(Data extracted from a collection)
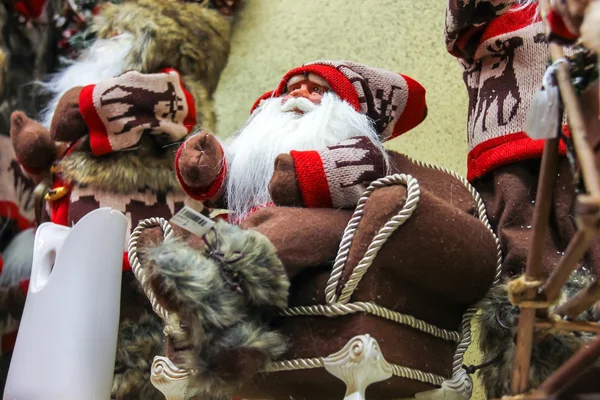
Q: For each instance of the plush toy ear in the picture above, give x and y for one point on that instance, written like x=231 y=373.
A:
x=68 y=124
x=143 y=56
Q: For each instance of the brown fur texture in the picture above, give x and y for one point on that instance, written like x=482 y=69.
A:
x=29 y=52
x=150 y=166
x=223 y=295
x=137 y=344
x=499 y=320
x=168 y=33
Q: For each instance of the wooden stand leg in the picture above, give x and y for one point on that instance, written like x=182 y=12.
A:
x=170 y=380
x=534 y=258
x=359 y=364
x=576 y=366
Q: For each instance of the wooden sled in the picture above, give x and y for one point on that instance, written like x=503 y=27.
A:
x=362 y=360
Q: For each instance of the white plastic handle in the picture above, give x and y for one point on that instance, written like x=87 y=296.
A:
x=49 y=239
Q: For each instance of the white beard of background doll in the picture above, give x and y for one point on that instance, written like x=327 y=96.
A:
x=104 y=59
x=278 y=127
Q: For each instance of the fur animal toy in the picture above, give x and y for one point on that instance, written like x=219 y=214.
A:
x=291 y=177
x=106 y=137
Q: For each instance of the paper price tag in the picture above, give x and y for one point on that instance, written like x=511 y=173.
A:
x=191 y=220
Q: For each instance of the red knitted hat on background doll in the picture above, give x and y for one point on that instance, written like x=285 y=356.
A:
x=395 y=102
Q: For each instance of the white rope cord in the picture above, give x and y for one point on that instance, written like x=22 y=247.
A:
x=338 y=309
x=417 y=375
x=412 y=198
x=295 y=365
x=390 y=226
x=136 y=266
x=311 y=363
x=465 y=341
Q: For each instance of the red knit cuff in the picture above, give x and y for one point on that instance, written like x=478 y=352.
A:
x=312 y=179
x=98 y=138
x=126 y=266
x=201 y=194
x=24 y=285
x=10 y=210
x=504 y=150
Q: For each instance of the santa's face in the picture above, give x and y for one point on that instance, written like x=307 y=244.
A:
x=296 y=121
x=310 y=87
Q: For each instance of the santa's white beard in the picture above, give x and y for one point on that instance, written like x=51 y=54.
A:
x=104 y=59
x=272 y=131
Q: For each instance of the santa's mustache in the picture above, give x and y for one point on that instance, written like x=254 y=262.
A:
x=298 y=103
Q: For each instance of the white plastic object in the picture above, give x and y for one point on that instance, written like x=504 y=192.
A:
x=66 y=345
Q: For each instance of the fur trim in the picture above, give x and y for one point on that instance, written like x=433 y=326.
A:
x=17 y=259
x=138 y=343
x=498 y=327
x=224 y=296
x=185 y=36
x=149 y=166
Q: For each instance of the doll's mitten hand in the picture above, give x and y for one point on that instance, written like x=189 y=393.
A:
x=34 y=148
x=283 y=187
x=200 y=160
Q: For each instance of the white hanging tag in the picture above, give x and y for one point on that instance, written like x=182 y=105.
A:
x=543 y=117
x=191 y=220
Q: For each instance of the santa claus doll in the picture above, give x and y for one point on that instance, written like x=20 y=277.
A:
x=289 y=180
x=106 y=137
x=502 y=47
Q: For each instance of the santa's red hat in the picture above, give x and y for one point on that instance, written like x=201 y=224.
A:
x=395 y=102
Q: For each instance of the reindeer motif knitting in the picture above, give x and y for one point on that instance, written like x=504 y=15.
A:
x=502 y=86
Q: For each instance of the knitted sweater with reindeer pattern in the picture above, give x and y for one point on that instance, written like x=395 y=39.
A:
x=502 y=49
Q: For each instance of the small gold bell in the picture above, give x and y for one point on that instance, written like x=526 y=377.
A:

• _Task description_: Please reproduce every line of the listing above word for word, but omit the pictures.

• _Exercise result_:
Q: For each instance of the plush toy ear in the picture above, give x and y for one point on that instance, written like x=231 y=373.
A:
x=68 y=124
x=143 y=56
Q: For each instance of the brown fur texture in the picture above, give x and y for one point on that instance, written like x=482 y=69.
A:
x=29 y=52
x=150 y=166
x=223 y=295
x=137 y=344
x=499 y=320
x=168 y=33
Q: For each instance of the wooden stand leg in the picture above, give x and y for one point on that instance, written like x=182 y=12.
A:
x=170 y=380
x=534 y=258
x=359 y=364
x=576 y=366
Q: For each instance of the wooden sled in the picture above, give x and y for one point on that instance, written like x=503 y=27.
A:
x=362 y=360
Q: For each instance of the white plastic handle in the picture above, give x and y for one point on that instance, written like x=87 y=296.
A:
x=49 y=239
Q: For each instance of the white beard of background doll in the picture above, give x and y for one point on that instance, written like x=327 y=96.
A:
x=104 y=59
x=278 y=127
Q: For each instance of the fur animal toy in the picture above, give x and y for one point on that instance, written like x=219 y=214.
A:
x=291 y=177
x=106 y=137
Q: For each instance of the paper price tag in the picture above, give x and y for one point on that instance, written like x=511 y=173.
A:
x=191 y=220
Q: For each instance of the red knitted hat on background doll in the picture above, give x and y for one point on that instance, written like x=285 y=356.
A:
x=395 y=102
Q: For each instance of the white rope cord in the picture above, give x and y for one point on that instance, written like x=22 y=247.
A:
x=338 y=309
x=417 y=375
x=412 y=198
x=295 y=365
x=390 y=226
x=136 y=266
x=311 y=363
x=465 y=341
Q: For each instance of the red knit cuff in the picture above, give x and y for one point on that instance, written like x=478 y=352.
A:
x=312 y=179
x=98 y=138
x=126 y=266
x=201 y=194
x=24 y=285
x=10 y=210
x=504 y=150
Q: For each instance of the santa's face in the picture above, give x and y for one point on that instance, written like x=307 y=244.
A:
x=296 y=121
x=310 y=87
Q: For each instance of the santa's white beard in the picture above, give x and y for one point on that instance, written like x=51 y=54.
A:
x=104 y=59
x=272 y=131
Q: For each instance of the santa's mustache in the picture above, give x and y for one point on that instance, written like x=254 y=262.
A:
x=298 y=103
Q: For each instance of the white plastic object in the picture above, give x and y for one point on that instance, written like x=504 y=192.
A:
x=66 y=345
Q: For each instance of the fur trim in the picture above, give x and y for one point on that instance, written like x=433 y=326.
A:
x=17 y=259
x=138 y=343
x=498 y=327
x=224 y=296
x=185 y=36
x=149 y=166
Q: For each instance of the doll's mitten hand in the picture above, give x and y for one point on that instance, written like x=189 y=393.
A:
x=34 y=148
x=283 y=187
x=200 y=160
Q: For each instance of the white hanging tag in the picture above, give x and y for one point on that instance, written like x=182 y=105.
A:
x=543 y=117
x=191 y=220
Q: For each instance of the santa claus doll in the picture above, give x and y for one point on that instance, written like x=20 y=277.
A:
x=289 y=180
x=106 y=137
x=502 y=47
Q: For each instance of the santa's red hat in the picture above, give x and y for one point on that instance, written like x=201 y=224.
A:
x=395 y=102
Q: For each instance of the reindeer motif knitting in the picture above, give x and y for one point on that instance, written like x=504 y=15.
A:
x=502 y=86
Q: For each instance of the knitted sweater with reindeer pattern in the picture above, give x and y for one point on that instance, written like x=395 y=39.
A:
x=502 y=49
Q: For each instance of the small gold bell in the picture above, give x and y for one point on that instance, written like x=526 y=377.
A:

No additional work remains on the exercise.